> _TASK ITEM_: Line filter on the word "rock": copy each matching line from the entries.

> _SOURCE MATERIAL_:

********

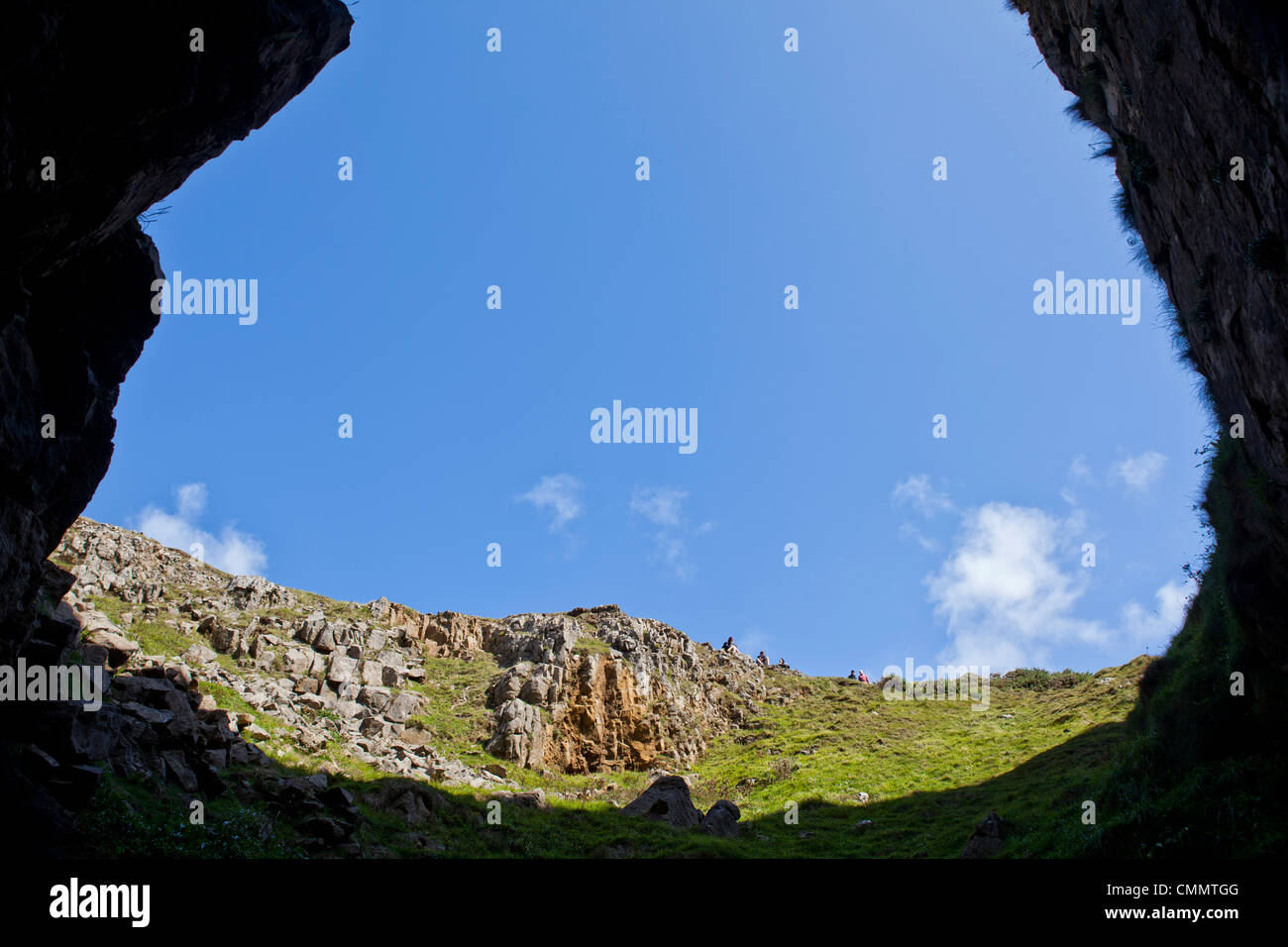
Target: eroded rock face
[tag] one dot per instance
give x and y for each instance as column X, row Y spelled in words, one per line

********

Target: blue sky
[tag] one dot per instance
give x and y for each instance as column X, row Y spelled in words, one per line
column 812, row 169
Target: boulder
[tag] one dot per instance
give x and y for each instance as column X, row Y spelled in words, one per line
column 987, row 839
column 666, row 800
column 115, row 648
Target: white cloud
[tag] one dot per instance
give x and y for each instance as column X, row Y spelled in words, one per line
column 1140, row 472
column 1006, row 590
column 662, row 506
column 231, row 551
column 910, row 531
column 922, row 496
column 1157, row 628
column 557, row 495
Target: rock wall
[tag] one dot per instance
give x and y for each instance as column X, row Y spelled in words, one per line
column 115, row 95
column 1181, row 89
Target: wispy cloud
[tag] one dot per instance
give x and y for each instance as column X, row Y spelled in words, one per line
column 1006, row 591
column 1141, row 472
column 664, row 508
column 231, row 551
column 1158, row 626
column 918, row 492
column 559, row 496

********

> _YOUR RESPONSE_:
Target: eroded rock face
Target: rock wall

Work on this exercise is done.